__Try it__: Retype the passage of the post on p-values below from "In my first" to "of clinical trials.", keeping every word and mark unchanged.

__Text for analysis__:
The Curious Wavefunction: How pretty is your (im)perfect p?

In my first year of grad school we were once sitting in a seminar in which someone had put up a graph with a p-value in it. My advisor asked all the students what a p-value was. When no one answered, he severely admonished us and said that any kind of scientist engaged in any kind of endeavor should know what a p-value is. It is after all paramount in most statistical studies, and especially in judging the consequences of clinical trials.

So do we really know what it is? Apparently not, not even scientists who routinely use statistics in their work. In spite of this, the use and overuse of the p-value and the constant invoking of "statistical significance" are universal phenomena. When a very low p-value is cited for a study, it is taken for granted that the results of the study must be true. My dad, who is a statistician turned economist, often says that one of the big laments about modern science is that too many scientists are never formally trained in statistics. This may be true, especially with regard to the p-value. An article in ScienceNews drives home this point and I think should be read by every scientist or engineer who remotely uses statistics in his or her work. The article builds on concerns raised recently by several statisticians about the misuse and over-interpretation of these concepts in clinical trials. In fact there seems to be an entire book which is devoted to criticizing the use of statistics; "The Cult of Statistical Significance".

So what's the p-value? A reasonable accurate definition is that it is the probability of getting a result at least extreme as the one you get under the assumption that the null hypothesis is true". The null hypothesis is the hypothesis that your sample is a completely unbiased sample. The p-value is basically related to the probability that you will get a result by chance alone in a completely unbiased sample; thus, the lower it is, the more "confident" you can be that chance did not produce the result. It is usually calculated as a cutoff value. Ronald Fisher, the great statistician who pioneered its use, rather arbitrarily decided this value to be 0.05. Thus generally if one gets a p-value of 0.05, he or she is "confident" that the result which is being observed is one that is "statistically significant".

But this is where misuses and misunderstandings about the p-value just begin to manifest themselves. Firstly, a p-value of 0.05 does not immediately point to a definitive conclusion:

But in fact, there’s no logical basis for using a P value from a single study to draw any conclusion. If the chance of a fluke is less than 5 percent, two possible conclusions remain: There is a real effect, or the result is an improbable fluke. Fisher’s method offers no way to know which is which. On the other hand, if a study finds no statistically significant effect, that doesn’t prove anything, either. Perhaps the effect doesn’t exist, or maybe the statistical test wasn’t powerful enough to detect a small but real effect.

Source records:
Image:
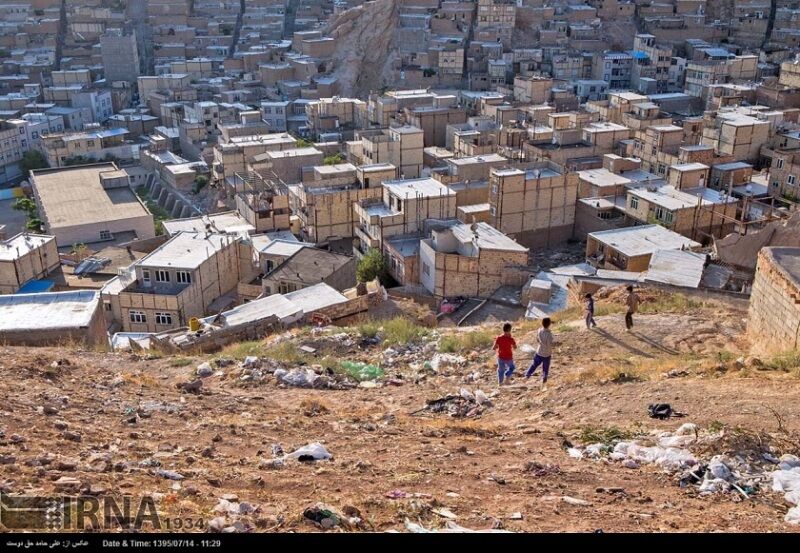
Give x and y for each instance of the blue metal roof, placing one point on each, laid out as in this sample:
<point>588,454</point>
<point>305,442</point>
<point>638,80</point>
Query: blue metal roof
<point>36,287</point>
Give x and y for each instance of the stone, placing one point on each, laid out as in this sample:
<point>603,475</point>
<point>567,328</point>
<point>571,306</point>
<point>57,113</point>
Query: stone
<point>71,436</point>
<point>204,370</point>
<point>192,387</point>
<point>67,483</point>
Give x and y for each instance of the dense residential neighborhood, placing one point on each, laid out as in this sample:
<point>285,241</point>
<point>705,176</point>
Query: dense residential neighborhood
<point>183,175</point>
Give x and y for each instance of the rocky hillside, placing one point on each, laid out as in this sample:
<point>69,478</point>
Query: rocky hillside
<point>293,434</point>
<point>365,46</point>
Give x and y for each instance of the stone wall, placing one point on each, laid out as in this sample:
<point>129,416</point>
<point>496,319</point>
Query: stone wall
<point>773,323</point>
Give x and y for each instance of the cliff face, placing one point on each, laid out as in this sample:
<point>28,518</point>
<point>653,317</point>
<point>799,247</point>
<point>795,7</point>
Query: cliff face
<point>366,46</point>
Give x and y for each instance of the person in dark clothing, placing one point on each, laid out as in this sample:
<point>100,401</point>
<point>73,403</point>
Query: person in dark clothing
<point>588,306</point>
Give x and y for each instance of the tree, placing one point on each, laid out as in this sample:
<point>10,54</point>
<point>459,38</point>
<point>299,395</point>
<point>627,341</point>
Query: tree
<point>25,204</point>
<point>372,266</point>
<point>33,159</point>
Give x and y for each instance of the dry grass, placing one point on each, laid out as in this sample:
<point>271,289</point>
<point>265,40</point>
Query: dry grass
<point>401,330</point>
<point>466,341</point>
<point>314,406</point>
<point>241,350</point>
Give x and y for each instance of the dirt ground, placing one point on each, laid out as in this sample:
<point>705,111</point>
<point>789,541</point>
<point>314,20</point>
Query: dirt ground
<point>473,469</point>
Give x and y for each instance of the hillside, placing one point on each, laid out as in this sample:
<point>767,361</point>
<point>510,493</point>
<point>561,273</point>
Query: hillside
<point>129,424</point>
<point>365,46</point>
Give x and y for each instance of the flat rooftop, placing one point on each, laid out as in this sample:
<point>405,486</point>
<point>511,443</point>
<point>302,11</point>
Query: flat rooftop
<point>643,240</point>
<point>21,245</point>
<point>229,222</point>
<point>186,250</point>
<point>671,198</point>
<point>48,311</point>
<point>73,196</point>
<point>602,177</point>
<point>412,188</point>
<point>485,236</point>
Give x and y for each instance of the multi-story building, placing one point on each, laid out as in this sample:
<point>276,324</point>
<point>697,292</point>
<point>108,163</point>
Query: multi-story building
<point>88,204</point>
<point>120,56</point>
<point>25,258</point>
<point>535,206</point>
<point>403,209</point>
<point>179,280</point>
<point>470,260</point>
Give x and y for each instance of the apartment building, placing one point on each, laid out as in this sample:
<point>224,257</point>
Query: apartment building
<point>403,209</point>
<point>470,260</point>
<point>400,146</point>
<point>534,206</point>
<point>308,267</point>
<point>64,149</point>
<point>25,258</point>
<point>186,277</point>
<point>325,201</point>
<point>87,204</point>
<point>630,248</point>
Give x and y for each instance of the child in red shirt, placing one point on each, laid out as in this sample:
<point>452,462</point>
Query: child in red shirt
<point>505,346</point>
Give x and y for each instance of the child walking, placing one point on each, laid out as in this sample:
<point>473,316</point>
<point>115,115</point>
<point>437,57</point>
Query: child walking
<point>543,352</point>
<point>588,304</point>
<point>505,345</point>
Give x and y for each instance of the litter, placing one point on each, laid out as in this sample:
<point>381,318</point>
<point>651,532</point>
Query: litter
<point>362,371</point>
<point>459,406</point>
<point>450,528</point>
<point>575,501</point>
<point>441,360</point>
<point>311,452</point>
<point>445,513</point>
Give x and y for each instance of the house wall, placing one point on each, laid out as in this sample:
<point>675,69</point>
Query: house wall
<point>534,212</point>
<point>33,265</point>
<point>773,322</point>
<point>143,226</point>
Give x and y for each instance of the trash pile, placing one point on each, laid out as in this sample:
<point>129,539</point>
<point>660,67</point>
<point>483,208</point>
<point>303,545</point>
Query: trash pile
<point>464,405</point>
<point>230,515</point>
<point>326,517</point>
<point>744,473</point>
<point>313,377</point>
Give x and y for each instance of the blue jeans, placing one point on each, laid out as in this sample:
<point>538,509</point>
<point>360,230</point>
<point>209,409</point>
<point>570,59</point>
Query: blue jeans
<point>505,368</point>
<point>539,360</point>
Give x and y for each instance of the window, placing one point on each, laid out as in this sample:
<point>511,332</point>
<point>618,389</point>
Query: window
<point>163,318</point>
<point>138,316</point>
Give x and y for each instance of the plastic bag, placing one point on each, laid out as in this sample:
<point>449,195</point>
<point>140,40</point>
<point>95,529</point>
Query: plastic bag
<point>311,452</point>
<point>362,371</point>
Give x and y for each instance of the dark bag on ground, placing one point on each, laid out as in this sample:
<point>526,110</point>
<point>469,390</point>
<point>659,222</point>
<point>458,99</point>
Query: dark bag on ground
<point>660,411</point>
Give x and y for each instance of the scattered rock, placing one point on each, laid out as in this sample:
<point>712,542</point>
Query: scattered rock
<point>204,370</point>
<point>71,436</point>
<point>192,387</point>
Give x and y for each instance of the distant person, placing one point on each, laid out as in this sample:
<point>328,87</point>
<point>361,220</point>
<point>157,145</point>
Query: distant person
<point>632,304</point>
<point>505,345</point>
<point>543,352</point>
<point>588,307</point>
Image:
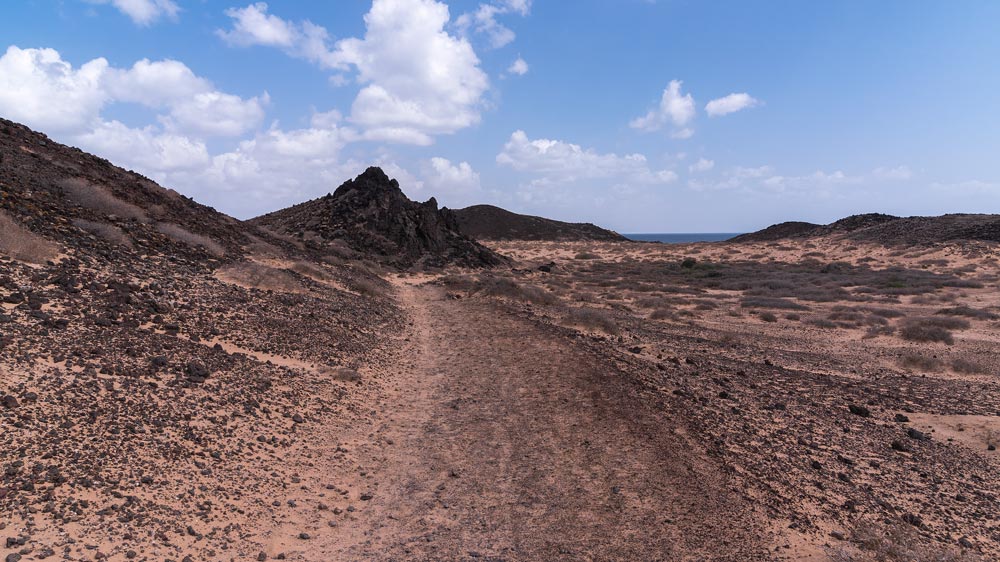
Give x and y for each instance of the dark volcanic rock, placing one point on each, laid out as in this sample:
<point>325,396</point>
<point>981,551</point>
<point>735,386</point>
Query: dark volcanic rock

__Reply__:
In my first year of grad school we were once sitting in a seminar in which someone had put up a graph with a p-value in it. My advisor asked all the students what a p-value was. When no one answered, he severely admonished us and said that any kind of scientist engaged in any kind of endeavor should know what a p-value is. It is after all paramount in most statistical studies, and especially in judging the consequences of clinical trials.